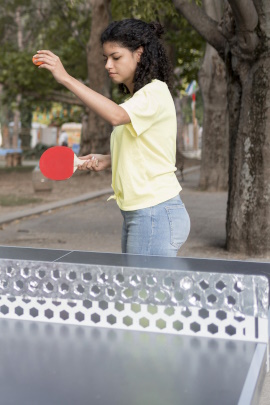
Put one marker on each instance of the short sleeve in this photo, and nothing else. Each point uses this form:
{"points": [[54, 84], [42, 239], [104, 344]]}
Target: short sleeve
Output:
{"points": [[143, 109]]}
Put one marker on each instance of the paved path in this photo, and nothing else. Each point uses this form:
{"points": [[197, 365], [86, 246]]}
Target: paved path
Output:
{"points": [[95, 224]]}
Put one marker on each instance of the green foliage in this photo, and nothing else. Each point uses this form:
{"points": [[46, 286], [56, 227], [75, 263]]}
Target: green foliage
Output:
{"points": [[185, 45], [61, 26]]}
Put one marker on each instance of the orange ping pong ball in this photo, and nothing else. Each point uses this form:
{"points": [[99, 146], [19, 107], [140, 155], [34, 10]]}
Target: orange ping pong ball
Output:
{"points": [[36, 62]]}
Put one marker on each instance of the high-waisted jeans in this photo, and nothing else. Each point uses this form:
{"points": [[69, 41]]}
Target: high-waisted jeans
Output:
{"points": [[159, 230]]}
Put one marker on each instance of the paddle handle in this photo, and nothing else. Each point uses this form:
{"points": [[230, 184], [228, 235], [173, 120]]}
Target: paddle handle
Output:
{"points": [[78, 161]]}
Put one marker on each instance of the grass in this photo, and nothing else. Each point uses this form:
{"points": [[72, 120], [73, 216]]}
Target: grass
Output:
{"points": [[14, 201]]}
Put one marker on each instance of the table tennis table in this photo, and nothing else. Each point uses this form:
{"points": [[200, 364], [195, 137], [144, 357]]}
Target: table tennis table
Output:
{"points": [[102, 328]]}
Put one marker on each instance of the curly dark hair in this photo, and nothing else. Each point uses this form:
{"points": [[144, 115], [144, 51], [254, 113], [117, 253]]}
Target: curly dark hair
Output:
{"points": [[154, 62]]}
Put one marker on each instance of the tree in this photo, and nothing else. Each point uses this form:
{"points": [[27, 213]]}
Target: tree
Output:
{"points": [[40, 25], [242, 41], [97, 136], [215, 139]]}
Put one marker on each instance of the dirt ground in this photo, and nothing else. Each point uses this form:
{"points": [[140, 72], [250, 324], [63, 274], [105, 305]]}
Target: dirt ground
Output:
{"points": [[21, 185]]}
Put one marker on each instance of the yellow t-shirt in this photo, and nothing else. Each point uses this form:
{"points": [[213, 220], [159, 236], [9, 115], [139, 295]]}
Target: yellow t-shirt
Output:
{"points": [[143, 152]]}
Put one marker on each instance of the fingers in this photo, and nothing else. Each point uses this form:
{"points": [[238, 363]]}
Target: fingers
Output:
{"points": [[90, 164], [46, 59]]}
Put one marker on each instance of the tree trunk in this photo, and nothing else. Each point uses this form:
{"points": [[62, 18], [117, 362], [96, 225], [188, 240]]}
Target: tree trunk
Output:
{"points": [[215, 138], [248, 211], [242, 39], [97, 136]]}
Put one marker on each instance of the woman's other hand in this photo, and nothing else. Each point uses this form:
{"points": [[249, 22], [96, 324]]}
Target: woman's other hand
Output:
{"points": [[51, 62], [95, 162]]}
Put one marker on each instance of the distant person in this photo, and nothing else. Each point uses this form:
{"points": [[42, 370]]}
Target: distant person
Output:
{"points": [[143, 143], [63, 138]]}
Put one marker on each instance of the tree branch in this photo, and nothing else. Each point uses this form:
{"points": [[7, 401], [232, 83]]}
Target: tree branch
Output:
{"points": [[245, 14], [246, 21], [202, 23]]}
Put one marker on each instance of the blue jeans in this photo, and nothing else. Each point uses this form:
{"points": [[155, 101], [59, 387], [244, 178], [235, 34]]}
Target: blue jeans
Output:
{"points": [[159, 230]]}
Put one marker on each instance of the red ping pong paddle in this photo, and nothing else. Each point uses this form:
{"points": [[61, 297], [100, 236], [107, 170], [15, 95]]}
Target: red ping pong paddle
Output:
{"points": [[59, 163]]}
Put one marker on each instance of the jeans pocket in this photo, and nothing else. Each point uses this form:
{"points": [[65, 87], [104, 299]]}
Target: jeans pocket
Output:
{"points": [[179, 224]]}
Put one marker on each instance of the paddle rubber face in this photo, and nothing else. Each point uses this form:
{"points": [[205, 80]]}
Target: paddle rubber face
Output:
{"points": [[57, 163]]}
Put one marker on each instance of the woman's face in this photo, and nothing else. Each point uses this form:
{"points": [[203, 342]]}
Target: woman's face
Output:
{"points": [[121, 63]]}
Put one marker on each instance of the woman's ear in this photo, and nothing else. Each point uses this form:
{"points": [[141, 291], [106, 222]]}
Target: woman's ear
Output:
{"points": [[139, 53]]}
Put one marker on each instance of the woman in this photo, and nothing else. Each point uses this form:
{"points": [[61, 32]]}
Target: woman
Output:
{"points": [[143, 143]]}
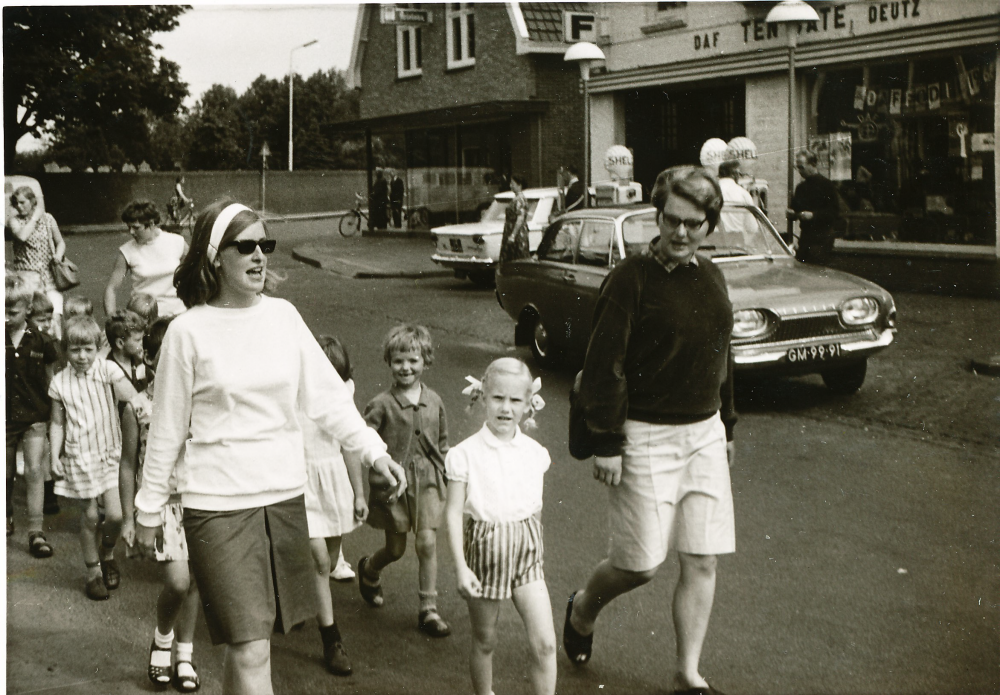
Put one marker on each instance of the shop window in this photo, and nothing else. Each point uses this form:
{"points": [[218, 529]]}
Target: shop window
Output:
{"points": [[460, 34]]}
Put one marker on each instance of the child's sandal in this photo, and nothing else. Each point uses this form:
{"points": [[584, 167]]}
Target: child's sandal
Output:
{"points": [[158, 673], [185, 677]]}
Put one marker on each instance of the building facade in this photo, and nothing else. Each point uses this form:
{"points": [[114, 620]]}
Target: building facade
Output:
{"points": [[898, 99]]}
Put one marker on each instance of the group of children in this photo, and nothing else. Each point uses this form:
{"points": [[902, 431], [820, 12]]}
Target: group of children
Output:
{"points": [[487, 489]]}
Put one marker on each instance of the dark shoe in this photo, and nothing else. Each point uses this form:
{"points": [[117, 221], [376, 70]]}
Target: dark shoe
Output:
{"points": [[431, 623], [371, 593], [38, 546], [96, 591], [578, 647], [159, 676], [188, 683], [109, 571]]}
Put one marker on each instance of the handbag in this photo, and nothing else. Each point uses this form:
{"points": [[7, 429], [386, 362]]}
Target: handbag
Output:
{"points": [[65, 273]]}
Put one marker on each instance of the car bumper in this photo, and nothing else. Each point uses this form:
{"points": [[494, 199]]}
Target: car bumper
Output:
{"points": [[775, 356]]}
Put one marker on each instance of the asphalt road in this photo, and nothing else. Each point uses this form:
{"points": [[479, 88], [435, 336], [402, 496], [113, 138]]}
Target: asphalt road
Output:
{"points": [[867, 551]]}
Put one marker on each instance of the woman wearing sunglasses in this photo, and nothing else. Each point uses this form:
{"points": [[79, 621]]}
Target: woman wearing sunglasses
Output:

□ □ □ □

▸ Task directions: Transcribe the material exactly, keeping every word and none of the pictures.

▸ Complete response:
Put one marker on each instance of the short sleeve in this photo, and nothing else. Each point uses this form:
{"points": [[54, 84], [42, 239], [104, 344]]}
Target: short sleeve
Output:
{"points": [[143, 109]]}
Put one marker on each instance of the paved path in this photo, and nothing else. Each point uses this form:
{"points": [[197, 365], [86, 246]]}
Target: paved path
Output:
{"points": [[95, 224]]}
Put one marker on each instance of the green foliage in this photo, and nothing else. Each point uses this form:
{"points": [[46, 286], [56, 227], [75, 263]]}
Target: green foliage
Output:
{"points": [[185, 45], [61, 26]]}
Put one marker on each instance of the orange ping pong ball in this photo, and nothing else. Each point uses this form:
{"points": [[99, 146], [19, 107], [140, 155], [34, 10]]}
Target: orange ping pong ball
Output:
{"points": [[36, 62]]}
Put one marker on each instance of the high-waisted jeans in this photo, and nothing else. Each point uses this form:
{"points": [[69, 41]]}
Target: high-waisted jeans
Output:
{"points": [[159, 230]]}
Put one marker on each instance of the paddle handle in this photo, and nothing else. Each point uses this form:
{"points": [[230, 184], [228, 235], [173, 120]]}
Target: paddle handle
Output:
{"points": [[78, 161]]}
Put one marker on each instance of the grass in this photo, and nothing else. Each point uses this form:
{"points": [[72, 120], [73, 216]]}
Target: grass
Output:
{"points": [[14, 201]]}
Put one marker on each instance of the table tennis table in this photo, and nothing else. Each point uses this form:
{"points": [[200, 364], [195, 137], [144, 357]]}
Target: table tennis table
Output:
{"points": [[102, 328]]}
Put one marker on each instance of the curly dark hair in this photo, and nothing else. Each point uses this form:
{"points": [[144, 115], [144, 51], [254, 113], [117, 253]]}
Target: curly dark hair
Output:
{"points": [[154, 62]]}
Put one marker on each instance of the tree in this photo, and nothing else. Each point uses this form:
{"points": [[27, 213]]}
Target: tree
Output:
{"points": [[40, 25], [242, 41], [97, 136], [215, 139]]}
Put one marker on each instance of the dirt ground in this photo, and nothing else. Each point uses this form:
{"points": [[140, 72], [250, 324], [63, 274], [105, 305]]}
Target: dirt ground
Output:
{"points": [[21, 185]]}
Put one marker on each instance of the yellow t-shirt in this photo, and nothing else. Each point uses this form:
{"points": [[213, 220], [159, 236], [9, 115], [139, 295]]}
Target: yellow t-shirt
Output:
{"points": [[143, 152]]}
Put one marker on each instance of the fingers in this photo, and nothing else. Each point uses this form:
{"points": [[238, 363]]}
Target: fingers
Output:
{"points": [[90, 164], [46, 59]]}
Put one marker on each instance of the tree trunk in this photo, and nothing else. Each point uses this form:
{"points": [[62, 18], [117, 362], [96, 225], [188, 240]]}
Target: tree trunk
Output:
{"points": [[215, 138], [248, 211], [242, 39], [97, 136]]}
Put one marker on each instance of the woman's other hand in this photo, and nothing else. Each point uses this form:
{"points": [[249, 22], [96, 324]]}
Target: woman's other hand
Output:
{"points": [[51, 62], [95, 162]]}
Put one marker on each instance of the distant person in this photo, and nothing else. Each point uses this form:
{"points": [[42, 370]]}
Target: distant person
Output:
{"points": [[143, 143], [63, 138]]}
Put one marker on each instance of the tree branch in this photo, and nothing else. Each point uses this form:
{"points": [[7, 401], [232, 83]]}
Target: tree branch
Output:
{"points": [[245, 14], [246, 21], [202, 23]]}
Put one marker on each instance of the blue jeans in this photo, and nothing else. Each point uses this form:
{"points": [[155, 101], [59, 387], [244, 178], [235, 34]]}
Target: blue jeans
Output:
{"points": [[159, 230]]}
Put one marker on each instance of the red ping pong paddle in this photo, and nothing else. Each point uses this form:
{"points": [[61, 297], [100, 236], [107, 170], [15, 95]]}
Target: red ping pong paddle
Output:
{"points": [[59, 163]]}
Put one marker on each instance of the jeans pocket in this photo, and nothing else. Each point uses this form:
{"points": [[65, 87], [104, 299]]}
Target: jeans pocket
Output:
{"points": [[179, 224]]}
Put one marker on each instance of the paddle rubber face in this photo, and nothing else. Each point uses this form:
{"points": [[205, 80]]}
Target: paddle rubber face
Output:
{"points": [[57, 163]]}
Put one marker on each instance of the woman's face in this photo, and nothing else. Each point uses this form:
{"points": [[203, 342]]}
Target: woman's face
Output:
{"points": [[121, 63]]}
Put one marker on each instance of the woman's ear in this photo, and nothing else. Each point uses this form:
{"points": [[141, 291], [106, 222]]}
Target: woman's ear
Output:
{"points": [[139, 53]]}
Put one marker on each instance of the woman in this photo, and nothing else. Each point uses this form:
{"points": [[61, 32]]}
Target: woman
Output:
{"points": [[143, 143]]}
Put one marker on each instance of the shop window in this photo, and nothing else. Each point uses this form:
{"points": [[218, 529]]}
Target: shop window
Output:
{"points": [[460, 34]]}
Put one marker on each instance of the child's sandal in this photo, and nothing else. Each point uses this form:
{"points": [[584, 167]]}
Target: child's sandal
Output:
{"points": [[158, 673], [185, 677]]}
Put one marker on each instance of the building facade in this photo, and nothing else. Each point uses this form:
{"points": [[114, 620]]}
Target: building facade
Output:
{"points": [[898, 99]]}
Put one marker on each instance of the group of children in this photo, and nothing else. Each point uses this form:
{"points": [[902, 431], [820, 12]]}
Target: group of children
Output:
{"points": [[487, 489]]}
Put one marker on each instance of the dark shoe in this photo, and nothing else. Each point uses this form:
{"points": [[117, 221], [376, 70]]}
Target: dark shoe
Output:
{"points": [[431, 623], [371, 593], [38, 546], [96, 591], [578, 647], [159, 676], [188, 683], [109, 571]]}
Put one marker on each instance of the handbag in this photo, and nothing else. Each point uses this form:
{"points": [[7, 429], [386, 362]]}
Target: handbag
Output:
{"points": [[65, 273]]}
Put one marker on each instance of the car bumper in this photo, and nothing else. Each point uses this form:
{"points": [[494, 199]]}
Target: car bumper
Output:
{"points": [[775, 356]]}
Put one marker on each instance of the asphalt road in this photo, and nothing else. Each point uses this form:
{"points": [[479, 88], [435, 336], [402, 496], [113, 138]]}
Target: asphalt road
Output:
{"points": [[867, 551]]}
Put one marker on each instance of the woman wearing sunglasses in this photo, and nothing else. Each point uses this form:
{"points": [[79, 621]]}
Target: woman wearing sunglasses
Output:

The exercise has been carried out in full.